— Start of Recorded data —

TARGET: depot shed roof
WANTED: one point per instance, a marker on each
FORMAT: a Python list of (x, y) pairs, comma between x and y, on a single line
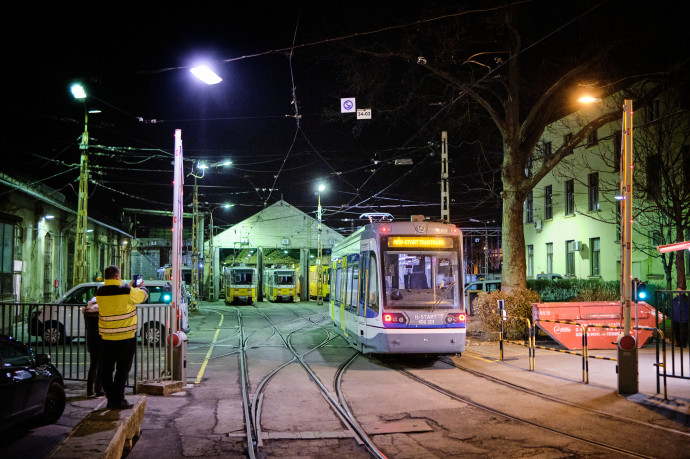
[(278, 225)]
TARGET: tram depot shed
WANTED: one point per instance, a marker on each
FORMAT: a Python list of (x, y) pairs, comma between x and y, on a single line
[(280, 234)]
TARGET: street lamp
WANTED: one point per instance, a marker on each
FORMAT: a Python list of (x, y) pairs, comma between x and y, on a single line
[(206, 75), (80, 244)]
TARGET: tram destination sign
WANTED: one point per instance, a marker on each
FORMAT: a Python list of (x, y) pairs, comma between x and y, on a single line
[(424, 242)]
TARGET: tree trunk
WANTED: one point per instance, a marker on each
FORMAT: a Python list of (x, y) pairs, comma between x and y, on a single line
[(680, 260), (514, 266)]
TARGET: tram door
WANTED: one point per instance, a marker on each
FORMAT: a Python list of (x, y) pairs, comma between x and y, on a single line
[(351, 295)]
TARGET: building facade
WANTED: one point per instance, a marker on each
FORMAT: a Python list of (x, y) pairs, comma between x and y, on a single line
[(572, 217), (37, 230)]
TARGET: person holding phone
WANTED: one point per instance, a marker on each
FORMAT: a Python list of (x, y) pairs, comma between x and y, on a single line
[(117, 325)]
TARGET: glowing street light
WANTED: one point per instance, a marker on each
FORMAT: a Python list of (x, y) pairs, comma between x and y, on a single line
[(319, 276), (589, 99), (206, 75), (78, 91)]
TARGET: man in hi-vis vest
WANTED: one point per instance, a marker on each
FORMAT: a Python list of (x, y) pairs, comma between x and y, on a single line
[(117, 325)]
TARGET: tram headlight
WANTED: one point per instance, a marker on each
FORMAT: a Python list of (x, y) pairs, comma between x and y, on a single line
[(455, 318), (394, 318)]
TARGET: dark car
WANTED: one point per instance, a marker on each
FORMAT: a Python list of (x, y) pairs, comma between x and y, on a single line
[(31, 389)]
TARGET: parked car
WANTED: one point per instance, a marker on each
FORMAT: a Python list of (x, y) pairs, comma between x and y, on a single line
[(472, 289), (31, 389), (59, 322)]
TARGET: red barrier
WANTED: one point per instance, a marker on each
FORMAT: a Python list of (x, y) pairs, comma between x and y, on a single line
[(592, 313)]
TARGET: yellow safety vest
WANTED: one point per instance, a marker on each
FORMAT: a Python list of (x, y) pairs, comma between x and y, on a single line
[(117, 308)]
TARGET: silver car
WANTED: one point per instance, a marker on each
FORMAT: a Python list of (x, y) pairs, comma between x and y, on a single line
[(64, 321)]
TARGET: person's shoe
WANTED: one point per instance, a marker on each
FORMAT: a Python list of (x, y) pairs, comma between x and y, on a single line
[(123, 405)]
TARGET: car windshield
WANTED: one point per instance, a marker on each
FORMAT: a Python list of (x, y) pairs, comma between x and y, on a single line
[(81, 295), (420, 279)]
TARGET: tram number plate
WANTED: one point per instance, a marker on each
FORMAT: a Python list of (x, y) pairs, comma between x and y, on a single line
[(426, 319)]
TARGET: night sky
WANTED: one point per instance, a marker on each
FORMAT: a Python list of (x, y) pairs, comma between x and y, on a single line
[(135, 62)]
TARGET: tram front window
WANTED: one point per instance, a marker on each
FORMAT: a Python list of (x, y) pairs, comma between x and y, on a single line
[(243, 277), (284, 278), (420, 279)]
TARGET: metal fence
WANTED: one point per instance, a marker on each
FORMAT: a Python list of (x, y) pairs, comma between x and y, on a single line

— End of Recorded data —

• _Written instruction_
Copy every line of the records above character for character, leaving the pictures out.

• _Task output_
TARGET: depot shed roof
WANTED: one point per instance, a marker on each
FORMAT: a Python list of (x, y) pairs, comma between x and y, on a single line
[(278, 225)]
TARGET: tram depot shed
WANTED: one point per instance, a marker on each
FORMAT: a Python list of (x, y) pairs, comma between x and y, on a single line
[(280, 234)]
TARGET: street lamp
WANTED: one point per instance, a marker on each
FORMAT: a Python list of (x, y) pairs, comma between x and y, on a single line
[(206, 75), (80, 244)]
TARGET: tram destination sign
WANTED: one point per instance, a marker on each
FORMAT: a Python list of (x, y) pairs, comma between x and y, on a single line
[(424, 242)]
TARGET: tree trunk
WANTED: one point per instance, a marker on each
FORMAT: a Python list of (x, y) pairs, comma between x and y, on a single line
[(680, 260), (514, 266)]
TARGET: tram door
WANTED: one point per instance, a marker on each
FORMAT: a Python list of (x, y) pairs, comma between x and y, on a single line
[(351, 295)]
TARGET: building facade
WANTED: one point per instance, a marker on each
FORMAT: a Python list of (x, y) pairs, comma between x and y, on a single line
[(572, 217), (37, 230)]
TARGET: person holding phone
WANTED: one point per instance, a marker on each
FORMAT: a Python list of (x, y) pairs, comma between x and y, on a single line
[(117, 325)]
TARGET: glowing street light
WANTED: one point per instance, a marker on each
FORMAT: a Python list of (x, y) pairs, comma between x and y, on a single line
[(319, 276), (589, 99), (206, 75), (78, 91)]
TARGET: man in hi-vis vest
WANTED: one point per instance, a marker on each
FORMAT: a Python list of (x, y) pairs, comma between x and y, on a single line
[(117, 325)]
TARGET: tram headlight
WANTED: one point per instance, a marker on each
FORMAT: a Python list of (x, y) pairs, comma between x and y, on a single line
[(455, 318), (394, 318)]
TARGET: dark car
WANTED: one point per instance, a marker on each
FORMAT: a Python list of (x, y) pairs, comma between x and y, on a single line
[(31, 389)]
TARGET: parked car
WANTED: one point per instance, a marker on each
FORMAT: a Python list of (x, y) pairs, comma between x and y, on a single line
[(472, 289), (31, 389), (59, 322)]
TARGET: red barrier
WANTED: one point per instance, a marker on each
FORMAT: a Python list of (x, y) pairs, comma between x and y, on a single line
[(592, 313)]
TARGET: yellow safety vest
WANTED: one point per instance, a marker on each
FORMAT: a Python list of (x, y) pairs, comma between x and y, on a single line
[(117, 308)]
TARGET: silver car
WANTED: one point per instance, a marker on each
FORMAT: a Python list of (x, y) pairs, comma between x and y, on a single line
[(64, 321)]
TARGET: person's shoe
WANTED: one point per instance, a marker on each
FORMAT: a Python list of (x, y) pairs, comma between x and y, on a single line
[(123, 405)]
TARGET: car windshield
WANTED: one point per instance, a marker on each
FORMAT: a Python list of (x, y) pairs, comma between x and y, on a single line
[(81, 295), (420, 279)]
TARGET: tram number plate
WANTED: one point per instance, a marker on each
FORMAT: a Python list of (x, y) pairs, comma between x and y, on a single line
[(426, 319)]
TARGET: night sky
WANTED: one point per instance, a marker on each
FORMAT: a Python list of (x, y) pairs, comma between x and y, on a single line
[(135, 62)]
TARGET: tram front window
WANTED: one point per instance, a marker on each
FORMAT: a Python list of (x, y) pairs, comma between x and y, on a single line
[(243, 277), (284, 278), (420, 279)]
TARGET: metal fence
WANTED: one point per instance, a marker on each
FORMAT: a Python list of (x, y) pairs, comma between x and y, on a single line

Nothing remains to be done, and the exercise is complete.